_WHAT YOU HAVE TO DO_
Each record below should appear again exactly as written.

────────

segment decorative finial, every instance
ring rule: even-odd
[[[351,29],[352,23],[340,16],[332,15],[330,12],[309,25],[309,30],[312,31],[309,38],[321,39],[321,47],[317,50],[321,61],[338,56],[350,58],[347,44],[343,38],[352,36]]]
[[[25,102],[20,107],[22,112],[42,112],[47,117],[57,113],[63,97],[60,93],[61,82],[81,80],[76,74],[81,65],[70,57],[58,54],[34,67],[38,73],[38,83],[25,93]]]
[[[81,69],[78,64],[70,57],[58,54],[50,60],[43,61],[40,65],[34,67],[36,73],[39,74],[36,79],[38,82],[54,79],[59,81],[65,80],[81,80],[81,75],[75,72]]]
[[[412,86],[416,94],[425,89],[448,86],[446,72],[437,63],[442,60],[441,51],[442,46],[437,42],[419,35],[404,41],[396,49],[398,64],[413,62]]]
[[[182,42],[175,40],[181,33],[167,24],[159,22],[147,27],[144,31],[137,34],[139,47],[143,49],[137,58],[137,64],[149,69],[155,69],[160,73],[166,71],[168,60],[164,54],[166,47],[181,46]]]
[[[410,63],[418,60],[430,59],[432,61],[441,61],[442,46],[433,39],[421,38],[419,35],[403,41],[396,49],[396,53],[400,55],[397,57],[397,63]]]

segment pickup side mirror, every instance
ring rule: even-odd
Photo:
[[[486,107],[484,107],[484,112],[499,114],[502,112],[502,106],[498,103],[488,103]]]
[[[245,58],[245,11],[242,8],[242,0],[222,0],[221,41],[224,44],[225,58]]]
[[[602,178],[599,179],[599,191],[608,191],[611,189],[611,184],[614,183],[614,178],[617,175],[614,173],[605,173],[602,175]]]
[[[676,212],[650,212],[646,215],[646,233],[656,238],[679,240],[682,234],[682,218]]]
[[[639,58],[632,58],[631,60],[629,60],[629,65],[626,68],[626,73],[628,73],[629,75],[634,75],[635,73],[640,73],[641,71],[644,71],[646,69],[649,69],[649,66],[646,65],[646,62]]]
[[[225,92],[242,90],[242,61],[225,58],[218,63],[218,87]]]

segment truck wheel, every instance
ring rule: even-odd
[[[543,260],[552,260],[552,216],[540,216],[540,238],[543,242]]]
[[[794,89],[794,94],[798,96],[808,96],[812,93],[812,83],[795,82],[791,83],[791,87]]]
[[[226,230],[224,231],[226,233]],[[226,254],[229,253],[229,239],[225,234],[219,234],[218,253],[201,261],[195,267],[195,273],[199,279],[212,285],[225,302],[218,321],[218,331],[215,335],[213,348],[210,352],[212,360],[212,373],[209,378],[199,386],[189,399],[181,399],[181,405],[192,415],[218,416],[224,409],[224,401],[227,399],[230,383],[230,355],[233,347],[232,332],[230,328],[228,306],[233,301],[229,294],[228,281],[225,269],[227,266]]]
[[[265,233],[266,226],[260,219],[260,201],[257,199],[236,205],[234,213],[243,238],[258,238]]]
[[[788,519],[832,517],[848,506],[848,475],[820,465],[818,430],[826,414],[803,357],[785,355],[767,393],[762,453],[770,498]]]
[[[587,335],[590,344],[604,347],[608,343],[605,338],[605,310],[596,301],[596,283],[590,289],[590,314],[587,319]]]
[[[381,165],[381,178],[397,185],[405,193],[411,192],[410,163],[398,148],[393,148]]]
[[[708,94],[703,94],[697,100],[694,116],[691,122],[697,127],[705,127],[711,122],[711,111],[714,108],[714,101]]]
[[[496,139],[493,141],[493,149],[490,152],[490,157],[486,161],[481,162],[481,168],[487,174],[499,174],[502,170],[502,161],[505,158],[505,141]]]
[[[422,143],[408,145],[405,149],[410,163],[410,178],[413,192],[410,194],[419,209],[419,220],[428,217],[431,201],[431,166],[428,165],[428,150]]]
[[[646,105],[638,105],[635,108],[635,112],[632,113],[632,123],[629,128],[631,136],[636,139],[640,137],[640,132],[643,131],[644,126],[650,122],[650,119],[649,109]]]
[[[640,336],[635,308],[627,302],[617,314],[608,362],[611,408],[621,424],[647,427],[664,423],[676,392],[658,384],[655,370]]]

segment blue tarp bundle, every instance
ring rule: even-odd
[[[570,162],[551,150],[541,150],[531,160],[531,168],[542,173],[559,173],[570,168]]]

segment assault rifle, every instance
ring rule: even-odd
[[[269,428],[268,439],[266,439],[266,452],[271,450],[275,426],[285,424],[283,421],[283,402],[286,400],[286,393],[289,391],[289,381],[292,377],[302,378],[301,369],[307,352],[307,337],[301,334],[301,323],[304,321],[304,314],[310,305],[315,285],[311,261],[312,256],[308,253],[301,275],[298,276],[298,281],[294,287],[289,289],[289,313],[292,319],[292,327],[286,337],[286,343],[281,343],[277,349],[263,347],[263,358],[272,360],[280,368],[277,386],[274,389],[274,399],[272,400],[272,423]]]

────────

_REPLY TO THE EXERCISE_
segment decorative finial, every instance
ring rule: even-odd
[[[351,29],[352,23],[340,16],[332,15],[330,12],[309,25],[309,30],[312,31],[309,38],[321,39],[321,47],[317,50],[321,61],[338,56],[350,58],[347,44],[343,38],[352,36]]]
[[[25,102],[20,107],[22,112],[42,112],[47,117],[57,113],[63,97],[60,93],[61,82],[81,80],[76,74],[81,65],[70,57],[58,54],[34,67],[38,73],[38,83],[25,93]]]
[[[81,69],[78,64],[70,57],[58,54],[50,60],[43,61],[40,65],[34,67],[36,73],[39,74],[36,79],[38,82],[54,79],[59,81],[65,80],[81,80],[81,75],[75,72]]]
[[[412,86],[416,94],[425,89],[448,86],[446,72],[437,63],[442,60],[441,51],[442,46],[437,42],[419,35],[404,41],[396,49],[398,64],[413,62]]]
[[[182,42],[175,40],[181,33],[167,24],[159,22],[147,27],[144,31],[137,34],[139,47],[143,49],[137,58],[137,64],[149,69],[155,69],[160,73],[166,71],[168,60],[164,54],[166,47],[181,46]]]
[[[410,63],[418,60],[430,59],[432,61],[441,61],[442,46],[433,39],[421,38],[419,35],[403,41],[396,49],[396,53],[400,55],[397,57],[397,63]]]

segment pickup side mirror, every instance
ring rule: even-odd
Photo:
[[[486,107],[484,107],[484,112],[499,114],[502,112],[502,106],[498,103],[488,103]]]
[[[245,58],[245,11],[242,8],[242,0],[222,0],[221,41],[224,44],[225,58]]]
[[[602,178],[599,179],[599,191],[608,191],[611,189],[611,184],[614,183],[614,178],[617,175],[614,173],[605,173],[602,175]]]
[[[676,212],[650,212],[646,215],[646,233],[656,238],[679,240],[682,234],[682,218]]]
[[[639,58],[632,58],[631,60],[629,60],[629,65],[626,68],[626,73],[628,73],[629,75],[634,75],[635,73],[640,73],[641,71],[644,71],[646,69],[649,69],[649,66],[646,65],[646,62]]]
[[[225,92],[242,90],[242,61],[225,58],[218,63],[218,87]]]

segment truck wheel, every instance
ring rule: even-odd
[[[543,260],[552,260],[552,216],[540,216],[540,238],[543,242]]]
[[[794,89],[794,94],[798,96],[808,96],[812,93],[812,83],[795,82],[791,83],[791,87]]]
[[[226,230],[224,231],[226,233]],[[226,254],[229,253],[229,239],[225,234],[219,234],[218,253],[201,261],[195,267],[195,273],[199,279],[212,285],[225,302],[218,321],[218,331],[215,335],[213,348],[210,352],[212,360],[212,373],[209,378],[199,386],[189,399],[181,399],[181,405],[192,415],[218,416],[224,409],[224,401],[227,399],[230,383],[230,355],[233,347],[232,332],[230,328],[228,306],[233,301],[229,294],[228,281],[225,269],[227,266]]]
[[[265,233],[266,226],[260,219],[260,201],[257,199],[236,205],[234,213],[243,238],[258,238]]]
[[[788,519],[832,517],[848,506],[848,475],[820,465],[818,430],[826,414],[803,357],[785,355],[767,393],[762,453],[770,498]]]
[[[587,335],[590,344],[604,347],[608,343],[605,338],[605,310],[596,301],[596,283],[590,289],[590,314],[587,319]]]
[[[381,165],[381,178],[397,185],[405,193],[411,192],[410,163],[398,148],[393,148]]]
[[[708,94],[703,94],[697,100],[694,116],[691,122],[697,127],[705,127],[711,122],[711,111],[714,108],[714,101]]]
[[[496,139],[493,141],[493,149],[490,152],[490,157],[486,161],[481,162],[481,168],[487,174],[499,174],[502,170],[502,161],[505,158],[505,141]]]
[[[422,143],[408,145],[405,149],[410,163],[410,178],[413,192],[410,194],[419,209],[419,220],[428,217],[431,201],[431,166],[428,165],[428,150]]]
[[[646,105],[638,105],[635,108],[635,112],[632,113],[632,123],[629,128],[631,136],[636,139],[640,137],[640,132],[643,131],[644,126],[650,122],[650,119],[649,109]]]
[[[640,336],[635,308],[627,302],[617,314],[608,362],[611,408],[621,424],[647,427],[664,423],[676,392],[658,384],[655,370]]]

segment blue tarp bundle, every instance
ring rule: even-odd
[[[570,162],[551,150],[541,150],[531,160],[531,168],[542,173],[559,173],[570,168]]]

segment assault rifle, every instance
ring rule: even-odd
[[[269,428],[268,439],[266,439],[266,452],[271,450],[275,426],[285,424],[283,421],[283,402],[286,400],[286,393],[289,391],[289,381],[292,377],[302,378],[301,369],[307,352],[307,337],[301,334],[301,323],[304,321],[304,314],[310,305],[315,285],[311,261],[312,256],[308,253],[301,275],[298,276],[298,281],[294,287],[289,289],[289,313],[292,319],[292,327],[286,337],[286,343],[281,343],[277,349],[263,347],[263,358],[272,360],[280,368],[277,386],[274,389],[274,399],[272,400],[272,423]]]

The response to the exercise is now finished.